## Exercise goal
For this listing, the lines between the one holding "Target: hiker's backpack" and the one holding "Target: small shrub", inclusive, must be set down exactly.

****

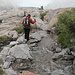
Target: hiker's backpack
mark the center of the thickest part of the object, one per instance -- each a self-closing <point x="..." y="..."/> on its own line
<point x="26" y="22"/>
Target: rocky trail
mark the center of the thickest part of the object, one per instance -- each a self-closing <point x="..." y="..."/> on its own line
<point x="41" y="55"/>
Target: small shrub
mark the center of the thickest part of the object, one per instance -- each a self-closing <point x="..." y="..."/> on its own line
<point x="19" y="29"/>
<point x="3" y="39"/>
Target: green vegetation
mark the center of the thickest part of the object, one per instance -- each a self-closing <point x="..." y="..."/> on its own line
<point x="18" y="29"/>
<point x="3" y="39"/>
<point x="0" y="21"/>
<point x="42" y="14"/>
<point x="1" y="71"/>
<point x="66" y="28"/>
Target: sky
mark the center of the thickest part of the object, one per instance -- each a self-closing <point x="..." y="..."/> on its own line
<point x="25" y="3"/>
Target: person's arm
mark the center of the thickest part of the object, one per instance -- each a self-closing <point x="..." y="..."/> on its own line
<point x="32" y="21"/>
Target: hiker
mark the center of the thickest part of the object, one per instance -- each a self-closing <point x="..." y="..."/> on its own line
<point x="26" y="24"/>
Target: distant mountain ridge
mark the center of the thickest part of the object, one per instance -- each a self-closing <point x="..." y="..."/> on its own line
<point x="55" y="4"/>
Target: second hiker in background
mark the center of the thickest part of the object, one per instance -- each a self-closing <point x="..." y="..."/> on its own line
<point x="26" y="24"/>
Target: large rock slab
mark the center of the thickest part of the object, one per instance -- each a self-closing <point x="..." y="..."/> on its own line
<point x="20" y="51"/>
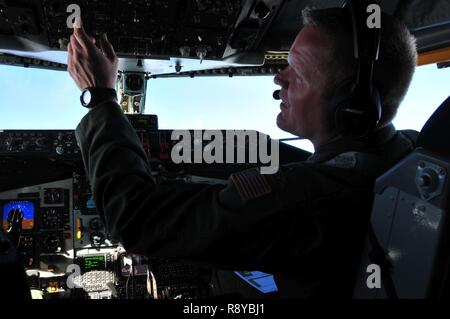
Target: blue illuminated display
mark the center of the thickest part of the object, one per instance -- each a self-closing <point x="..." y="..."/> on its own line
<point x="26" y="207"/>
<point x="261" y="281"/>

****

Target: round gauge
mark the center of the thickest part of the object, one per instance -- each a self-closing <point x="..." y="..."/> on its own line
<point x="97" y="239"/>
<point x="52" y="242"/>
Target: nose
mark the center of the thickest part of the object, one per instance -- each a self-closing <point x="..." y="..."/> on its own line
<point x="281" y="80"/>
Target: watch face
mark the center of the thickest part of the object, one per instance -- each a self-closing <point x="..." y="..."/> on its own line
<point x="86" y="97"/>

****

## Answer below
Target: hiker's backpack
mark the center of the thickest part of the object, one per instance -- each a self-closing <point x="..." y="..."/> on its own line
<point x="26" y="22"/>
Target: rocky trail
mark the center of the thickest part of the object, one per instance -- each a self-closing <point x="..." y="..."/> on its own line
<point x="41" y="55"/>
Target: small shrub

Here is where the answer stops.